RAW RECORDS:
_____

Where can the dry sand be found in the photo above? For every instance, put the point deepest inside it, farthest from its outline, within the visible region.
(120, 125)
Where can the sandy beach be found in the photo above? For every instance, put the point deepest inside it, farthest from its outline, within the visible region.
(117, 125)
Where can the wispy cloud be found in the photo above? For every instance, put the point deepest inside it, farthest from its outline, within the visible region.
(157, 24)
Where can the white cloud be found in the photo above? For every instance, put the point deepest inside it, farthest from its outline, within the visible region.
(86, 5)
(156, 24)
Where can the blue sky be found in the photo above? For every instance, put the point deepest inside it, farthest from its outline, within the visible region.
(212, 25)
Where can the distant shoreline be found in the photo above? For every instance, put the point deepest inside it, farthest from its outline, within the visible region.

_____

WRITTEN REQUEST:
Format every line of the entries above as a numbered list, leaving out any blank lines.

CORRECT RESPONSE:
1. Where can the dry sand be found in the photo above? For every instance, put the point deepest inside it, farthest from its outline, within the visible region.
2. (120, 125)
3. Where can the sandy beach be found in the photo above? For every instance, put the point deepest inside it, farthest from its outline, within the visible region.
4. (117, 125)
5. Where can the wispy cloud be found in the photo above? For every instance, put the point deepest inside it, farthest from its outline, within the visible region.
6. (157, 24)
7. Where can the white cloud be found in the photo above? For every instance, put the point deepest inside it, farthest from its outline, within the visible region.
8. (86, 5)
9. (156, 24)
10. Where can the blue sky be found in the photo above? For every instance, put the point deepest inside it, farthest from its outline, within the visible region.
11. (212, 25)
12. Where can the distant shoreline be found in the photo above? For every instance, put the point deepest inside it, farthest from its outline, within the visible region.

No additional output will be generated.